**Instructions for the task**
What are the lines from the top of the entries below through the line containing "point(18, 254)"? Return them exactly, both ends included, without the pictures.

**Entries shown**

........

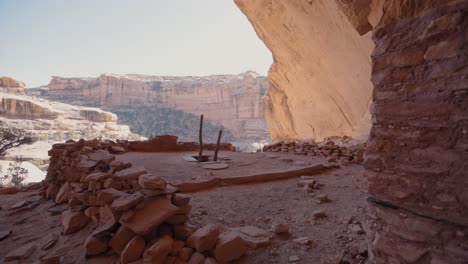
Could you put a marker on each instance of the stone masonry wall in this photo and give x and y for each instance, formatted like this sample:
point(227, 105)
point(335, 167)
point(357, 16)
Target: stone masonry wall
point(417, 153)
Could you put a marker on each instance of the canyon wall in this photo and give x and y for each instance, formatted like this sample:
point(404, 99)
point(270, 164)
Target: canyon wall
point(319, 83)
point(233, 101)
point(10, 85)
point(417, 152)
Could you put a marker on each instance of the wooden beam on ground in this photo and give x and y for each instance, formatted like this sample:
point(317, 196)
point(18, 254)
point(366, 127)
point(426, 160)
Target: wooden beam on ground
point(217, 145)
point(200, 140)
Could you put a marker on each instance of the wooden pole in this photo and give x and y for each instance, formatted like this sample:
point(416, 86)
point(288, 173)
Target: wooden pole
point(217, 145)
point(200, 140)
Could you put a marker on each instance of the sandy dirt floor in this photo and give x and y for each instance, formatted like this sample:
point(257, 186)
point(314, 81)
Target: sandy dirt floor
point(337, 236)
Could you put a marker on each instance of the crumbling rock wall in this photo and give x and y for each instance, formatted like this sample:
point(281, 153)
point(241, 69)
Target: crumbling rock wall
point(416, 156)
point(136, 215)
point(319, 83)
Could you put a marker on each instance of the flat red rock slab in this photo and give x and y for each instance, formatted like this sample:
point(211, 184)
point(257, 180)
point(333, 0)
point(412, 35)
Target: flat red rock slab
point(216, 166)
point(152, 213)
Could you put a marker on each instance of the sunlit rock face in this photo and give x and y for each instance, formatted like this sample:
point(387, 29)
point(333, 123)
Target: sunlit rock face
point(233, 101)
point(10, 85)
point(319, 83)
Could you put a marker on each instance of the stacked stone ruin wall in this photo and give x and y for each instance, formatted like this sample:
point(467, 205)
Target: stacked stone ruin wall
point(417, 152)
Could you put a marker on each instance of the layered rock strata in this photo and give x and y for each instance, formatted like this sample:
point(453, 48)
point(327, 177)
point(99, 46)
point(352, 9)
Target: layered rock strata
point(416, 156)
point(233, 101)
point(10, 85)
point(319, 83)
point(137, 215)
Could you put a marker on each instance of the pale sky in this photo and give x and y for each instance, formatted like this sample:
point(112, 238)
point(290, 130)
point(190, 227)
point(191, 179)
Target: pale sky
point(84, 38)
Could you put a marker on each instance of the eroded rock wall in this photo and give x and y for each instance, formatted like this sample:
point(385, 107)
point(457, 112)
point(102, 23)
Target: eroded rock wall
point(233, 101)
point(417, 153)
point(319, 83)
point(10, 85)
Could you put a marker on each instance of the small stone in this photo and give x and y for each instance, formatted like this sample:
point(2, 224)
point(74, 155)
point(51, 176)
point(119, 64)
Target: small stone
point(216, 166)
point(133, 250)
point(109, 195)
point(111, 183)
point(152, 213)
point(73, 221)
point(62, 195)
point(49, 241)
point(158, 252)
point(129, 173)
point(120, 239)
point(21, 253)
point(204, 238)
point(177, 219)
point(294, 258)
point(229, 247)
point(19, 204)
point(323, 198)
point(210, 261)
point(319, 214)
point(54, 259)
point(197, 258)
point(4, 234)
point(151, 182)
point(184, 231)
point(97, 176)
point(302, 240)
point(95, 246)
point(93, 214)
point(185, 253)
point(179, 199)
point(280, 229)
point(253, 237)
point(127, 202)
point(117, 149)
point(177, 247)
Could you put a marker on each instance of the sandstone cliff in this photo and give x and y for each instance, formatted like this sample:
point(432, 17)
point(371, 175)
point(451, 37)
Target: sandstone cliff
point(233, 101)
point(319, 83)
point(51, 121)
point(10, 85)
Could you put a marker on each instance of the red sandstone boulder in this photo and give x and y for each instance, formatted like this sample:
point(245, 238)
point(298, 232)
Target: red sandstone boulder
point(130, 173)
point(229, 247)
point(9, 190)
point(204, 238)
point(21, 254)
point(180, 199)
point(253, 237)
point(185, 253)
point(95, 246)
point(151, 213)
point(158, 252)
point(96, 176)
point(197, 258)
point(127, 202)
point(62, 195)
point(109, 195)
point(120, 239)
point(133, 250)
point(73, 221)
point(152, 182)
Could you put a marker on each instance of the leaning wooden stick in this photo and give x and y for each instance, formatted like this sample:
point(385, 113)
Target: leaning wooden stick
point(200, 140)
point(217, 145)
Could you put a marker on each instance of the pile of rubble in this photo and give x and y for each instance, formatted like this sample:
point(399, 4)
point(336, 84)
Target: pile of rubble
point(343, 152)
point(137, 216)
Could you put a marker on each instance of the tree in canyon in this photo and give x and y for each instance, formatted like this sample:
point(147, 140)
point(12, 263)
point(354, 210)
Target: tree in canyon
point(12, 138)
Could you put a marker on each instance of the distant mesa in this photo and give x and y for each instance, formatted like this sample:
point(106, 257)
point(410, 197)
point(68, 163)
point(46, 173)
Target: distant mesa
point(10, 85)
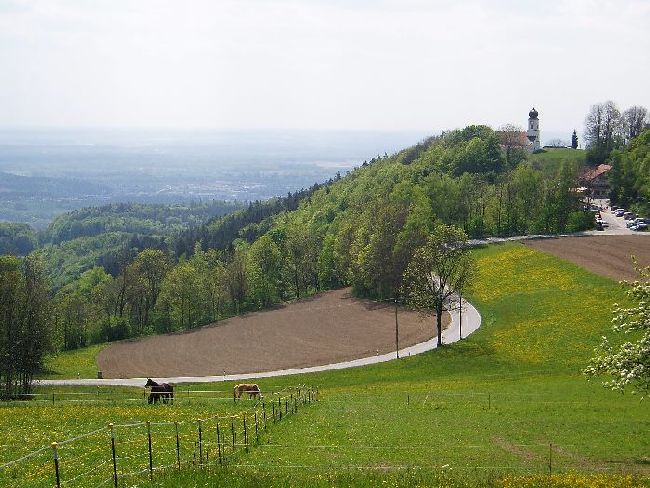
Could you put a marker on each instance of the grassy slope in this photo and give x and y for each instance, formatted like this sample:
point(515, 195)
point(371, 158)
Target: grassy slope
point(491, 403)
point(542, 318)
point(550, 160)
point(80, 363)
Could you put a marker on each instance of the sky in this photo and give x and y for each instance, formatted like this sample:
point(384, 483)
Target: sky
point(315, 64)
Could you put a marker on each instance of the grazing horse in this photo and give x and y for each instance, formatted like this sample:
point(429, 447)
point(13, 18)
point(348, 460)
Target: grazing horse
point(252, 390)
point(164, 392)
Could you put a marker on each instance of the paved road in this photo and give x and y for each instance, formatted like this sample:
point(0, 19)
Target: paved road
point(471, 321)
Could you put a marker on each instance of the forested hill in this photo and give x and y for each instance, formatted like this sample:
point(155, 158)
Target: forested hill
point(248, 223)
point(359, 230)
point(363, 229)
point(109, 236)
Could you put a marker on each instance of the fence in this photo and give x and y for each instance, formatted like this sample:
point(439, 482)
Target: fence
point(113, 455)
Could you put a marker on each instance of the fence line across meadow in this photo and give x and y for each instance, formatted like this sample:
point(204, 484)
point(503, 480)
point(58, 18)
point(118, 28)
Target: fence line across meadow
point(109, 455)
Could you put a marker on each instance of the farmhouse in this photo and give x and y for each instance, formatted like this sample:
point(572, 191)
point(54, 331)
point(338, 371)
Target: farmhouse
point(596, 181)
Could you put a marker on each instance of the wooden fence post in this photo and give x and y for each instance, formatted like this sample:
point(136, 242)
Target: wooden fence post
point(200, 444)
point(114, 456)
point(219, 444)
point(264, 415)
point(150, 453)
point(55, 453)
point(178, 447)
point(245, 435)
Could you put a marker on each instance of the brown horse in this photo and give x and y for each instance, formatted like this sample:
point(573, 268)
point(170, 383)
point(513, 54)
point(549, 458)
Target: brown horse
point(163, 391)
point(250, 388)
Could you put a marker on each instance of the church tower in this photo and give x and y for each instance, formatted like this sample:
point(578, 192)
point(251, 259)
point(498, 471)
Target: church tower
point(533, 131)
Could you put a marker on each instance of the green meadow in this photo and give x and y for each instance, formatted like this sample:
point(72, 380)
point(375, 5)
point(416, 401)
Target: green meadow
point(506, 407)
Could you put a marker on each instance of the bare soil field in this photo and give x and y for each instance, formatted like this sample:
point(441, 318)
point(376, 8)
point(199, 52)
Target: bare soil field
point(328, 328)
point(604, 255)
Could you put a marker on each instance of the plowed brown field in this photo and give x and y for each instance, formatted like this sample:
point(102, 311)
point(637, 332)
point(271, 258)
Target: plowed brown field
point(604, 255)
point(328, 328)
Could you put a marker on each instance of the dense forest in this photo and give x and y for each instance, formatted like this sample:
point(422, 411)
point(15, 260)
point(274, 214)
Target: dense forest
point(359, 230)
point(132, 276)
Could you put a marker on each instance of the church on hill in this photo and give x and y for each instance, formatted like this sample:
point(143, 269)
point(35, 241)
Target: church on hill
point(533, 131)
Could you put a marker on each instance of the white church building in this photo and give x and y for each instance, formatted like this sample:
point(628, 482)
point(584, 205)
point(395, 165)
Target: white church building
point(533, 131)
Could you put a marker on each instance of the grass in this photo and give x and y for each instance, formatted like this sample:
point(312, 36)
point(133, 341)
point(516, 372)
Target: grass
point(79, 363)
point(550, 160)
point(495, 410)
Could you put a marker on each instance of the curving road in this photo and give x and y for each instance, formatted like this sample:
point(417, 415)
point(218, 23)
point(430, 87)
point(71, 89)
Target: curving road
point(471, 321)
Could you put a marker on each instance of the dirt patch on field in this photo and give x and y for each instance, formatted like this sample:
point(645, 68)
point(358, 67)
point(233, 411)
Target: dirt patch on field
point(328, 328)
point(604, 255)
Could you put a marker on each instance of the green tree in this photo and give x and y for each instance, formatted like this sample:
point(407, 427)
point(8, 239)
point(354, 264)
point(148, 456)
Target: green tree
point(439, 271)
point(182, 296)
point(146, 273)
point(24, 322)
point(264, 269)
point(628, 364)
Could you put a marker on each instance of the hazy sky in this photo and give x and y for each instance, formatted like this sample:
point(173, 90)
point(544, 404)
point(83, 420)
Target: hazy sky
point(341, 64)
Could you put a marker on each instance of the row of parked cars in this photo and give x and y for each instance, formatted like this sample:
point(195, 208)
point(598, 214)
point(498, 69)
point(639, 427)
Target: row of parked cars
point(632, 221)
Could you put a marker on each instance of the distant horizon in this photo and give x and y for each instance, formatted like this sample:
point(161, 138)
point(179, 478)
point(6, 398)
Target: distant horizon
point(547, 134)
point(391, 65)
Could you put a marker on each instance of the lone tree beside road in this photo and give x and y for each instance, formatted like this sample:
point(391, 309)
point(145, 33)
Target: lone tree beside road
point(438, 273)
point(628, 364)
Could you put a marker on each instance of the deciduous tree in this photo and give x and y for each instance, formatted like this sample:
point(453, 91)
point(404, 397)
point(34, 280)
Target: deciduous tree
point(439, 271)
point(627, 365)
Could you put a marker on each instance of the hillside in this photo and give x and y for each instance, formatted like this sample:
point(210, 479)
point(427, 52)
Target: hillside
point(550, 159)
point(488, 411)
point(357, 230)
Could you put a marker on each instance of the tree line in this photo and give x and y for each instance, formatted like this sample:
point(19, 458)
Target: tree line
point(362, 230)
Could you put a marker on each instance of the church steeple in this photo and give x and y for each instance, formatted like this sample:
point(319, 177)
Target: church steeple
point(533, 130)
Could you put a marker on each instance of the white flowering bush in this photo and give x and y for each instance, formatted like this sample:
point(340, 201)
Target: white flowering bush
point(628, 365)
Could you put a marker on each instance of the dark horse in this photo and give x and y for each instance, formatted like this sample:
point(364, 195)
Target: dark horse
point(164, 392)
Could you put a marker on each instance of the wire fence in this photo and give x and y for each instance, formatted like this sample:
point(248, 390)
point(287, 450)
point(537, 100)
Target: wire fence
point(118, 453)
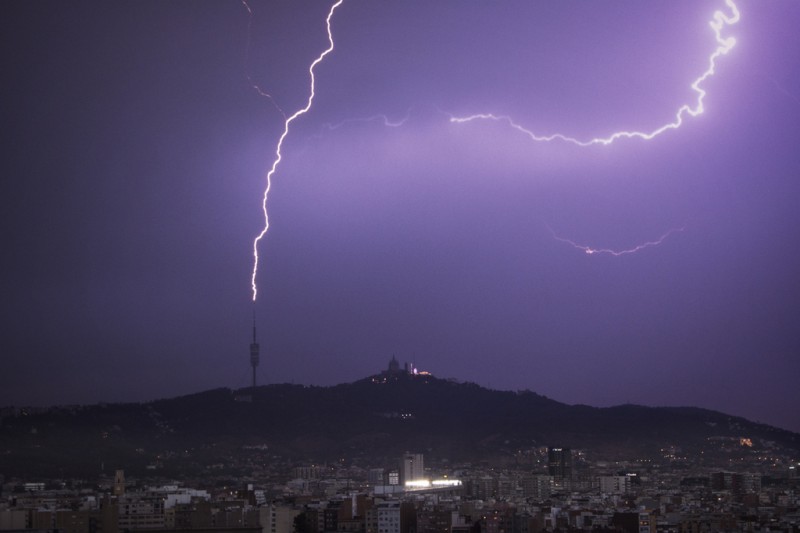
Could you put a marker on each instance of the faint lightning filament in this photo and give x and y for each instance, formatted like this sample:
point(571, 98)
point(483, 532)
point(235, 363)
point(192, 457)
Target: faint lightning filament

........

**Finished task**
Could you put a marker on each instance of the stone masonry wall in this photo and give x and y for each instance, formatted like this sample:
point(227, 105)
point(335, 167)
point(357, 16)
Target: stone masonry wall
point(417, 153)
Could you put a marker on each instance of the canyon wall in this photo and give x and y for each instance, formatted like this sample:
point(404, 99)
point(270, 164)
Target: canyon wall
point(319, 83)
point(233, 101)
point(10, 85)
point(417, 152)
Could you put a marker on each instance of the wooden beam on ground in this photo and give x and y for each instance, formatted like this sample:
point(317, 196)
point(18, 254)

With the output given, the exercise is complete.